→ **Selection**:

↓

Is what it’s like to be a casual fan?  I’m finally experiencing this.  What does a casual fan do?  He doesn’t watch.  He doesn’t listen.  He doesn’t care.  He just follows along with the final results to be aware of them.  What a hollow empty feeling. 

 

All I had to enjoy was the pleasure of hearing about Cleveland getting their hopes and dreams crushed for yet another year.  They were losers when they were the Indians, but now they have no pride, no dignity, and are still losers.  Your very name has been stripped away from you.  Your only highlight was Yankees announcer, John Sterling, coming out of retirement and continuing to call your team, “The Indians.”  Snotty, little Media pricks, the literal only ones who approve of the name change, laughingly dismissed him for it.  How pathetic it must be to be a Cleveland baseball fan. 

Friday, November 1, 2024

MLB Postseason 2024 Wildcard Series

I finally got to watch a game on TV this season.  Since losing FOX thanks to their signal upgrade and my place of employment pulling their cable, I’ve only been listening to radio broadcasts and catching random MLB.TV games.  Today’s Wildcard series game was a noon game between the Astros and the surprising Tigers.

 

This would be a series between experience (the Astros’ seven ALCS appearances in a row) and chaos (the Tigers have one dedicated starting pitcher and a lineup where anyone can be pinch hit for at any time).  There’s also the drama of AJ Hinch returning to Houston to manage against the team that dismissed him (for a scandal that his players were running, not him).

↑

→ **Recorded information**:

↓

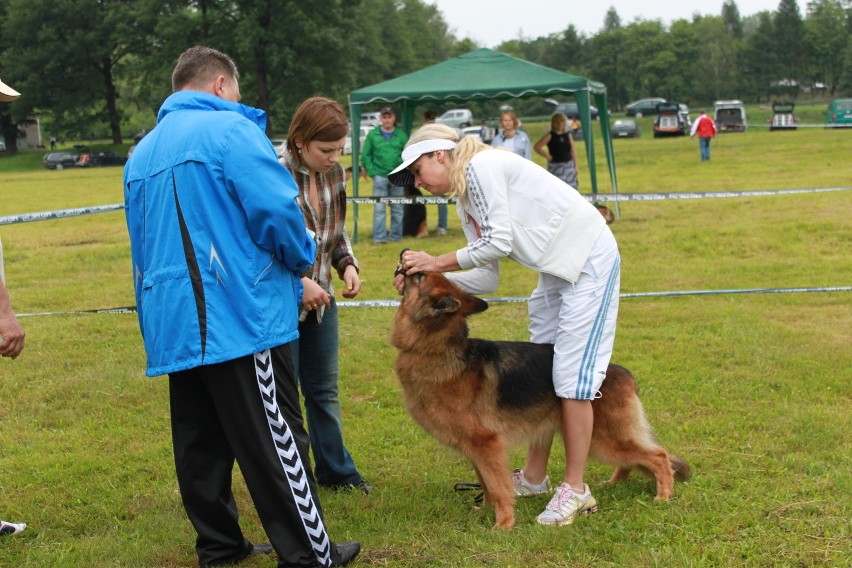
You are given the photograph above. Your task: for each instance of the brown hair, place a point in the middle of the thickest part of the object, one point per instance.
(317, 118)
(199, 65)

↑

→ **The request**: Reproduce the passage of the baseball post between "I finally got" and "the surprising Tigers.", inclusive.

→ **Answer to the exercise**:
I finally got to watch a game on TV this season.  Since losing FOX thanks to their signal upgrade and my place of employment pulling their cable, I’ve only been listening to radio broadcasts and catching random MLB.TV games.  Today’s Wildcard series game was a noon game between the Astros and the surprising Tigers.